> Verilen metin
Habertürk
    Takipde Kalın!
      Günlük gelişmeleri takip edebilmek için habertürk uygulamasını indirin
        Haberler Kültür-Sanat Sinema Türkiye gişelerinde Altın Palmiyeli filmler nasıl sıralandı?
        1

        20. FİL (2003)
        (Elephant)

        Gus Van Sant’ın yazdığı, yönettiği ve kurguladığı film, Watt Lisesi adında Portland, Oregon’daki hayali bir banliyö okulunda geçer. Van Sant, 1999 yılında Columbine Lisesi’nde yaşanan ve sadece ABD’yi değil tüm dünyayı sarsan katliamın bir benzerini öncesi ve sonrasıyla anlatır. Filmin ismi ‘körlerin fili tarif etme’ hikâyesine atıfta bulunur. Van Sant, Columbine Katliamı’nın tek bir bakış açısıyla anlaşılamayacağını, olanların okul içi ve dışındaki birçok neden – sonuç ilişkisine bağlı olduğunun altını çizer; kolaycı açıklamalardan kaçınır. Hollywood ana akım sinemasıyla uzak yakın ilgisi olmayan, başrolde isimsiz genç oyunculara yer veren bağımsız bir film olan ‘Fil’, ülkesi ABD’de sadece 1 milyon 266 bin dolar hasılat elde ederken dünya genelinde daha iyi bir sonuca ulaşmıştı. Türkiye gişelerinde ise tam bir hayal kırıklığıydı.
        Toplam bilet sayısı: 1.292

        2

        19. AMCAM ÖNCEKİ HAYATLARINI HATIRLIYOR (2010)
        (Loong Boonmee raleuk chat - Uncle Boonmee Who Can Recall His Past Lives)

        Tim Burton’ın başkanlığını yaptığı jürinin sürpriz şekilde Altın Palmiye’yle ödüllendirdiği filmde, böbrek rahatsızlığı nedeniyle ölmek üzere olan bir adam, hayatının son günlerini eşinin hayaleti ve orman ruhu biçiminde karşısına çıkan oğluyla geçirir. Geçmiş hayatlarını keşfeden adam, hastalığının nedenleri üzerine de düşünür. Taylandlı sanatçı Apichatpong Weerasethakul’un ‘Primitive’ adlı bir sanat projesinin son halkası olarak çektiği film, Altın Palmiye almasına ve eleştirmenlerin övgülerine karşın birçok ülkede sinemalarda gösterime girememiş, girdiği yerlerde de çok az seyirci toplayabilmişti. Cannes tarihinin gişelerde en başarısız filmlerinden biri olduğuna hiç kuşku yok.
        Toplam bilet sayısı: 3.268

        3

        18. BEYAZ BANT (2009)
        (Das weiße Band - Eine deutsche Kindergeschichte)

> Kayıtlardan alıntılar
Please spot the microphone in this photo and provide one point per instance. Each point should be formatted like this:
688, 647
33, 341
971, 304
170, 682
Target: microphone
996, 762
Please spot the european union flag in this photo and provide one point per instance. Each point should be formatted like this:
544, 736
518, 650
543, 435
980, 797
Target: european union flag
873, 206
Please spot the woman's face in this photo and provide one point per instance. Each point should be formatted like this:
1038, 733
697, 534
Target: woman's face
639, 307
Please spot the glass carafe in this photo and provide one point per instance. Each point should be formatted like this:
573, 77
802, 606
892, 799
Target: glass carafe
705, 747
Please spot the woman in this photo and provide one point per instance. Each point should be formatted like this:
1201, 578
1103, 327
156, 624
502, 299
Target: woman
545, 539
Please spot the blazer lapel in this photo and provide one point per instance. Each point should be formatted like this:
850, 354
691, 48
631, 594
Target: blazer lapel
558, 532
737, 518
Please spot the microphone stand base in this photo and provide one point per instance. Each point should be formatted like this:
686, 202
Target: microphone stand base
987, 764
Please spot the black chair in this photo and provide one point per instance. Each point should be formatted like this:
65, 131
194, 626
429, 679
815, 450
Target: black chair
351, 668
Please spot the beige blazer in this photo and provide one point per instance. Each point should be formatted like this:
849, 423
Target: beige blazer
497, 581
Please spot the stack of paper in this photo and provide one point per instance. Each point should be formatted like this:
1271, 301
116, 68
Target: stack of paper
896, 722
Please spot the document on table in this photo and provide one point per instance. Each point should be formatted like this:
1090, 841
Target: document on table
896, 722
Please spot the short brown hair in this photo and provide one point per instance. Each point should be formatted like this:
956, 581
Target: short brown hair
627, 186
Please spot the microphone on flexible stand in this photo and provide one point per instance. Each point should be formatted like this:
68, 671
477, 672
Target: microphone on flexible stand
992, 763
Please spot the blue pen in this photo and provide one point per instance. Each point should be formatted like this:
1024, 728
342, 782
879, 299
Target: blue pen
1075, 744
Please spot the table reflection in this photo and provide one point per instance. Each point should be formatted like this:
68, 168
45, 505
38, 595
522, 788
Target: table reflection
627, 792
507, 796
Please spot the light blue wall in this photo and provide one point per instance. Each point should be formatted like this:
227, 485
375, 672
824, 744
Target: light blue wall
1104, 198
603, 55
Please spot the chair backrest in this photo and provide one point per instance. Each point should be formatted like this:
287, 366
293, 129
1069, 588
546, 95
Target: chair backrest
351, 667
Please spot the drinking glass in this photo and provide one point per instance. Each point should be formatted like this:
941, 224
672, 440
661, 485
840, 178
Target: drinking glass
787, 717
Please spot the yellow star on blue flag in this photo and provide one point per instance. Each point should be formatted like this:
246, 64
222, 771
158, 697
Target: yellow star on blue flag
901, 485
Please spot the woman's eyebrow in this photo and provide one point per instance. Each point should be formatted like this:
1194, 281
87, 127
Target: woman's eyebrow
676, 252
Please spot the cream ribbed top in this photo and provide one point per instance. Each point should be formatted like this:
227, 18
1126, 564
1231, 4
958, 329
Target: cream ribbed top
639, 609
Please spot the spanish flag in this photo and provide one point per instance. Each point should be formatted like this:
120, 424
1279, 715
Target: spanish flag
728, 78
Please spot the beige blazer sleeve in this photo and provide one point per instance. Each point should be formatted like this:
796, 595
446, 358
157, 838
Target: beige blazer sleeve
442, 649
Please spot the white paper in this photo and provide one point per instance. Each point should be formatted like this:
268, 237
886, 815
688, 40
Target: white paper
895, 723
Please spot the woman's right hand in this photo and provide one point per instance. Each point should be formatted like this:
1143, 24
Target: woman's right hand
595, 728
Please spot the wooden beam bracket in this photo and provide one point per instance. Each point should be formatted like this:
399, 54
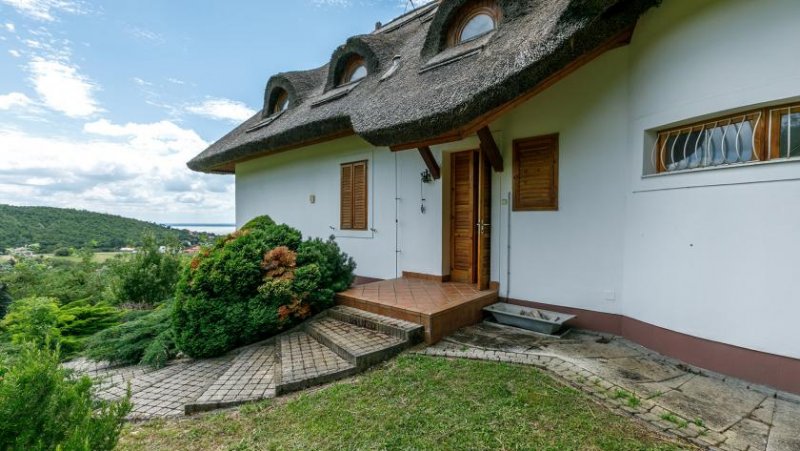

> Yönergeler ve koşullar
Altın Palmiyeli filmlerin gişe sıralamasını anlatan yukarıdaki metinde "Gus Van Sant’ın" ile başlayıp "bir hayal kırıklığıydı." ile biten bölümü hiçbir değişiklik yapmadan yeniden yazın.

> Görevin çözümü
Gus Van Sant’ın yazdığı, yönettiği ve kurguladığı film, Watt Lisesi adında Portland, Oregon’daki hayali bir banliyö okulunda geçer. Van Sant, 1999 yılında Columbine Lisesi’nde yaşanan ve sadece ABD’yi değil tüm dünyayı sarsan katliamın bir benzerini öncesi ve sonrasıyla anlatır. Filmin ismi ‘körlerin fili tarif etme’ hikâyesine atıfta bulunur. Van Sant, Columbine Katliamı’nın tek bir bakış açısıyla anlaşılamayacağını, olanların okul içi ve dışındaki birçok neden – sonuç ilişkisine bağlı olduğunun altını çizer; kolaycı açıklamalardan kaçınır. Hollywood ana akım sinemasıyla uzak yakın ilgisi olmayan, başrolde isimsiz genç oyunculara yer veren bağımsız bir film olan ‘Fil’, ülkesi ABD’de sadece 1 milyon 266 bin dolar hasılat elde ederken dünya genelinde daha iyi bir sonuca ulaşmıştı. Türkiye gişelerinde ise tam bir hayal kırıklığıydı.